* _Work instructions_: Please print each record exactly, omitting none of them.

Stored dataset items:
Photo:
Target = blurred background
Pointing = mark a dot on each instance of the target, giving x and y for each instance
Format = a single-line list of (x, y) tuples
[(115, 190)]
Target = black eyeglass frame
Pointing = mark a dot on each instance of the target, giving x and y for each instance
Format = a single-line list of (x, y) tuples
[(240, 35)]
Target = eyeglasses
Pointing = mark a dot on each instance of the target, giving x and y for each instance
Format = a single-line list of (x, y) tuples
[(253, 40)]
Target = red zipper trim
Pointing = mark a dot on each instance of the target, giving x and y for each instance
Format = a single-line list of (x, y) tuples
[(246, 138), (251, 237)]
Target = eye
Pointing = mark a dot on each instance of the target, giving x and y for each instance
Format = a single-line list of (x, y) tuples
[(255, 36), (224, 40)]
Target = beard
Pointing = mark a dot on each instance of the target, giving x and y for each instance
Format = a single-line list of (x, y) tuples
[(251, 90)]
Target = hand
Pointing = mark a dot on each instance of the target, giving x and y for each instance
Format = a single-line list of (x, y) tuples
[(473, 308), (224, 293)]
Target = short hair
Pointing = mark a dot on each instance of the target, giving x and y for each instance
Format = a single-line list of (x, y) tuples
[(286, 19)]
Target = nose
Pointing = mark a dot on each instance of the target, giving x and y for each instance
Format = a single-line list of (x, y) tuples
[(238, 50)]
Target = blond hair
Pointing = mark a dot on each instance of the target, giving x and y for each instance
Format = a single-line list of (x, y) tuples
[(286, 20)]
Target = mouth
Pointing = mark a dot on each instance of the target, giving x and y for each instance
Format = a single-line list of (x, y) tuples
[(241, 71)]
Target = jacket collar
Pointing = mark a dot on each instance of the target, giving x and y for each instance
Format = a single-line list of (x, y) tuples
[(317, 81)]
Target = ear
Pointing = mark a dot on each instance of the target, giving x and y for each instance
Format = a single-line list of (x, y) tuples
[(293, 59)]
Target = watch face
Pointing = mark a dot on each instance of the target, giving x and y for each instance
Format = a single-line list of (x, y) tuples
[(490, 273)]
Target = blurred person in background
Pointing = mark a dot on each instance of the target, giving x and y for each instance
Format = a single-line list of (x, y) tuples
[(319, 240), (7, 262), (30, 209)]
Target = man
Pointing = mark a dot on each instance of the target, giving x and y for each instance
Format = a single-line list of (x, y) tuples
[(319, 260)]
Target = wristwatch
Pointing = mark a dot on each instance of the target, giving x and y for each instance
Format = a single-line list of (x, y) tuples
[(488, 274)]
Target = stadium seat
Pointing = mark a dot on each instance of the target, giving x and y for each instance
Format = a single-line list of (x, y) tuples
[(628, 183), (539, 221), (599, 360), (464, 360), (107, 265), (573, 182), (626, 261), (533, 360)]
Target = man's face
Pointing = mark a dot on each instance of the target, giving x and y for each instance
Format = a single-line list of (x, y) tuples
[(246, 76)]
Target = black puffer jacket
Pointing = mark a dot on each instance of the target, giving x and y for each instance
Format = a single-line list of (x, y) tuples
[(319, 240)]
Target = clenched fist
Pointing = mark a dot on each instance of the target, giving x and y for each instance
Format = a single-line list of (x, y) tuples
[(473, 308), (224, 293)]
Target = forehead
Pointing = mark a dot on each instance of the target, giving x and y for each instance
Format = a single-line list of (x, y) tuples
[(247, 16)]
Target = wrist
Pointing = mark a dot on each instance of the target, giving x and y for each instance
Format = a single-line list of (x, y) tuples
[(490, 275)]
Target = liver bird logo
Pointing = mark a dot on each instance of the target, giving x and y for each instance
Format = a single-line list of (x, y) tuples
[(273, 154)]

* _Response_:
Photo:
Target = blurred background
Pointing = mark a dot on each instance of the target, giving x and y for each instance
Format = a single-line list of (x, y) tuples
[(115, 190)]
Target = black eyeglass frame
Pointing = mark a dot on each instance of the target, giving x and y for each instance
Format = a single-line list of (x, y) tuples
[(240, 35)]
Target = eyeglasses
Pointing = mark a dot on each instance of the target, giving x and y for each instance
Format = a single-line list of (x, y) tuples
[(253, 40)]
Target = red zipper trim
Pointing = mark a dot on each instance of the target, giving x and y for each instance
Format = a single-line list of (x, y) tuples
[(246, 138), (251, 237)]
Target = eye
Pointing = mark a dot on each instance of the target, giving x and y for each instance
Format = a single-line list of (x, y) tuples
[(255, 36), (224, 40)]
Target = beard
Pointing = mark a dot on each instance of the target, giving x and y for each instance
Format = a single-line list of (x, y) tuples
[(251, 90)]
Target = hand
Pointing = mark a dot on each instance of the target, giving x and y for each instance
Format = a single-line list of (x, y) tuples
[(473, 308), (224, 293)]
Target = short hair
Pointing = mark a dot on each instance of the target, giving x and y for each instance
Format = a single-line list of (x, y) tuples
[(286, 19)]
Target = nose
Pointing = mark a dot on each instance of the target, giving x and y for each instance
Format = a single-line list of (x, y) tuples
[(238, 50)]
Target = blond hair
Pointing = mark a dot on each instance of the target, giving x and y for each instance
Format = a single-line list of (x, y) tuples
[(286, 20)]
Target = mouth
Pointing = mark a dot on each instance of the target, giving x and y for each instance
Format = a single-line list of (x, y) tuples
[(241, 71)]
Target = jacket collar
Pointing = mark a dot on each instance of the target, giving x and y for each instance
Format = a single-line list of (x, y) tuples
[(317, 81)]
Target = ear
Pointing = mark a dot on each instance of the target, giving x and y for each instance
Format = a single-line list of (x, y) tuples
[(293, 59)]
Target = watch face
Pointing = mark a dot on each instance of the target, giving x and y for each instance
Format = a single-line list of (x, y) tuples
[(490, 273)]
Target = blurred person in background
Pointing = mark a dot on each instance of the target, giving x and y for each instance
Format = a single-line list of (x, y) tuples
[(319, 240), (7, 262), (30, 209)]
Target = man
Pointing = mark a dot on each instance of the target, giving x and y for each instance
Format = a single-line list of (x, y) tuples
[(319, 260)]
Target = wristwatch
Pointing = mark a dot on each instance of the target, giving x and y for each instance
Format = a single-line list of (x, y) tuples
[(488, 274)]
Target = stadium seat
Pointing = mark a dot on each instance of the target, giving x and y for each instance
Format = a single-line list of (x, y) tuples
[(628, 183), (539, 221), (599, 360), (464, 360), (107, 265), (573, 182), (626, 261), (533, 360)]
Target = man's face
Pointing = mark a dot on each instance of the target, giving x and y for each instance
Format = a single-line list of (x, y) tuples
[(246, 76)]
Target = black puffer jacket
Pointing = mark a dot on each instance of the target, giving x and y for each instance
Format = a single-line list of (x, y) tuples
[(319, 240)]
Target = clenched fist
Pointing = mark a dot on each instance of the target, giving x and y for each instance
Format = a single-line list of (x, y) tuples
[(473, 308), (224, 293)]
Target = forehead
Pointing = mark a dot on each instance of the target, giving x and y for each instance
Format = a single-line list of (x, y) tuples
[(247, 16)]
Target = wrist
Pointing = mark a dot on each instance of the target, giving x and y for each instance
Format = a single-line list of (x, y) tuples
[(490, 275)]
Target = liver bird logo
Pointing = mark a dot on each instance of the target, giving x and y for each instance
Format = a single-line list of (x, y) tuples
[(273, 154)]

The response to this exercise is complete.